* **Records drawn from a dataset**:
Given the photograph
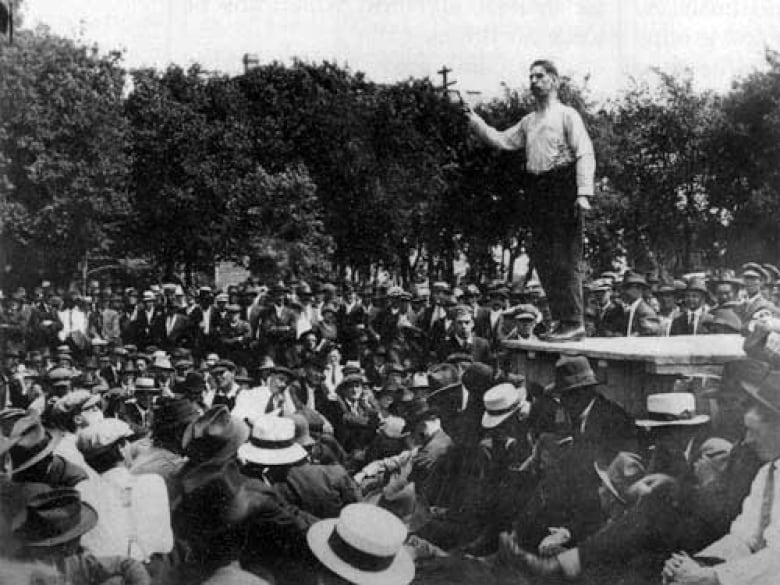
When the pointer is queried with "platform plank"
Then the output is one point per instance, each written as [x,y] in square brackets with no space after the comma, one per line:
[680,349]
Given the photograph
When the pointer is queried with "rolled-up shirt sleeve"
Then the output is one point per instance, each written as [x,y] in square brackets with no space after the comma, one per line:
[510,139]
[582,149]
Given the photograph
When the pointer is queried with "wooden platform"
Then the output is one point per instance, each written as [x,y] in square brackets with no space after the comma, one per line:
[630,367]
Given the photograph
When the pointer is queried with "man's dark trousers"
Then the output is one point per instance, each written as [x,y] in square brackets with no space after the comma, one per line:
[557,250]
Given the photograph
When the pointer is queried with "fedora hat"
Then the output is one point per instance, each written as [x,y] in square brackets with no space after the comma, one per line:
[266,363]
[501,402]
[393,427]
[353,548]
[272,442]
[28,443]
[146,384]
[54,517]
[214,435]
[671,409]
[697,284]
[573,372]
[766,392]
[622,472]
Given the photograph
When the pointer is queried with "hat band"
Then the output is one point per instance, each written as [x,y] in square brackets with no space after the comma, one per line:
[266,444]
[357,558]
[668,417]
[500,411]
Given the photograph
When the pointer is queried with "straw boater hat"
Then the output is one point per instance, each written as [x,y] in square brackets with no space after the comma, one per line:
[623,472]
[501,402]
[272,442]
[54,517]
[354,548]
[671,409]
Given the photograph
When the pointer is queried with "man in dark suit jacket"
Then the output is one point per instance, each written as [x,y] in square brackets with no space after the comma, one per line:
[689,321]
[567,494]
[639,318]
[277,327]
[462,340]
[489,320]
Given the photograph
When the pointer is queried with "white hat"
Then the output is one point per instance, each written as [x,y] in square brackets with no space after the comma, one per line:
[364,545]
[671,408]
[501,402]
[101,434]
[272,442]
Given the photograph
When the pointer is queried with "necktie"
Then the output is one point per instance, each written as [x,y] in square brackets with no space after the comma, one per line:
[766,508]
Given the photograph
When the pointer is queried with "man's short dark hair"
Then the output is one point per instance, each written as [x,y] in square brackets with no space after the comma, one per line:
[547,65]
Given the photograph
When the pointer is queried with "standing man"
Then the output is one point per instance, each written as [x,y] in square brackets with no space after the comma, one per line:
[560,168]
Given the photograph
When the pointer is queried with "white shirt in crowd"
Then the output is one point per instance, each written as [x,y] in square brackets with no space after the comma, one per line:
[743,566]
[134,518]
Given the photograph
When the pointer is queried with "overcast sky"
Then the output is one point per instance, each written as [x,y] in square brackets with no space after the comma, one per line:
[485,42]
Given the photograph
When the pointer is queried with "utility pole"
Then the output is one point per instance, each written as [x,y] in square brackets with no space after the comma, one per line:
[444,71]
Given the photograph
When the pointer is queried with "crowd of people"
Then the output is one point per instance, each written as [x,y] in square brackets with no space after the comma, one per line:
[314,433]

==

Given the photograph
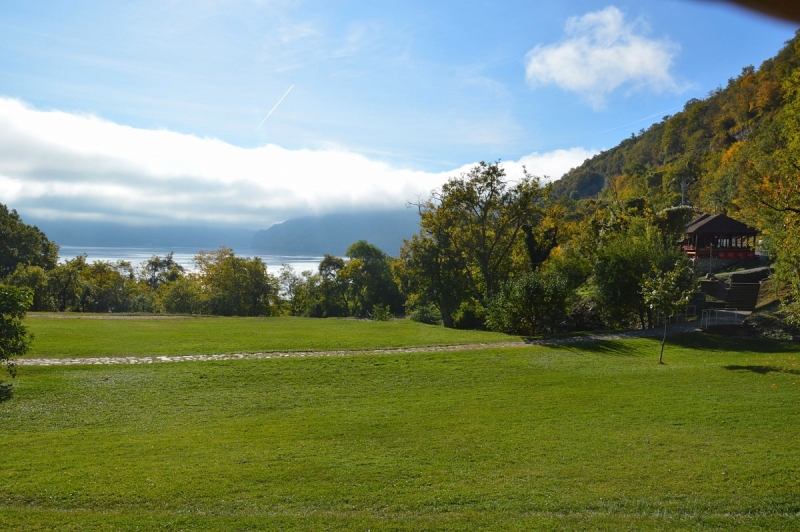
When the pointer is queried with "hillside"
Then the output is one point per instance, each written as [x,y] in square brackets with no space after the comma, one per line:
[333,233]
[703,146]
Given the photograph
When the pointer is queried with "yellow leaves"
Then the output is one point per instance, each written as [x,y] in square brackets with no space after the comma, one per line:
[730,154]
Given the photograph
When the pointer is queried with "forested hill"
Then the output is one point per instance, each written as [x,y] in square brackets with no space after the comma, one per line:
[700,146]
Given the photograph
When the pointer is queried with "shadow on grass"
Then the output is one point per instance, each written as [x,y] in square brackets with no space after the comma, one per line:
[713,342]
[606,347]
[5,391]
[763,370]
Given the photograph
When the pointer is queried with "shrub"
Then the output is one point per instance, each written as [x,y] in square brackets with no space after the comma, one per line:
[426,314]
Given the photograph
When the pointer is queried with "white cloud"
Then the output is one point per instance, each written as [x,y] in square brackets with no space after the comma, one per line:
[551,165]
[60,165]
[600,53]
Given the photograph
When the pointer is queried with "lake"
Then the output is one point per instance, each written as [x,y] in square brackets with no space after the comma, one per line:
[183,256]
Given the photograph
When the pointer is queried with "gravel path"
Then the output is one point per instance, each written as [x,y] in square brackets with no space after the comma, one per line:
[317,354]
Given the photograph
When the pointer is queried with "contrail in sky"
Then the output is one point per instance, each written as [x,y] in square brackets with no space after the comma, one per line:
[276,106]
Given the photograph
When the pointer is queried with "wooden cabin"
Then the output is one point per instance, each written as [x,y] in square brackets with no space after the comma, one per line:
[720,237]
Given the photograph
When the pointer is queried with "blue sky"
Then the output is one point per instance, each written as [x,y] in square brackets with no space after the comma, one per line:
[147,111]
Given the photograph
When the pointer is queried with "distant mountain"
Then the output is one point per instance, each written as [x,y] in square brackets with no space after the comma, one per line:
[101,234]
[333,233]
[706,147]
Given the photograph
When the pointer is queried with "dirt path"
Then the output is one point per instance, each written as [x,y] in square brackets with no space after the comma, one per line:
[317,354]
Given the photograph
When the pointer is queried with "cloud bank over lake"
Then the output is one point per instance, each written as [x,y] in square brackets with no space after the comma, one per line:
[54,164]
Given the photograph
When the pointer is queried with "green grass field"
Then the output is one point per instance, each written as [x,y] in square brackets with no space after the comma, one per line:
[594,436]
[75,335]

* * *

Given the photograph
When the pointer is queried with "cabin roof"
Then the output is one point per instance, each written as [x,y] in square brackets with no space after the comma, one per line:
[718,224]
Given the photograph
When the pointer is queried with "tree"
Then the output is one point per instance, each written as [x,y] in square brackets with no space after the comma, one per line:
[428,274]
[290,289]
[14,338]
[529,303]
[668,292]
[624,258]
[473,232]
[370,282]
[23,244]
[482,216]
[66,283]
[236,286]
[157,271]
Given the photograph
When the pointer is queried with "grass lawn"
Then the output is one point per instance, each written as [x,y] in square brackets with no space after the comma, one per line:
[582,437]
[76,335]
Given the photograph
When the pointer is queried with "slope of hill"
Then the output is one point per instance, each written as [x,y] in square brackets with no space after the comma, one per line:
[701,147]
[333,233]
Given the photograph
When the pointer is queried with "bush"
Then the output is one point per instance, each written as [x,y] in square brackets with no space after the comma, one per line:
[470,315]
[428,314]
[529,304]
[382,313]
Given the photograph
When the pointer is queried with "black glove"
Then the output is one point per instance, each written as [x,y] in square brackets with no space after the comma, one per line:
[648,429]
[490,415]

* **Task objective**: Go through the records above and copy each line where "path" is found.

* **Solution to this task**:
When the pointer is queried with "gravel path"
When the pointer is queried with "dirt path"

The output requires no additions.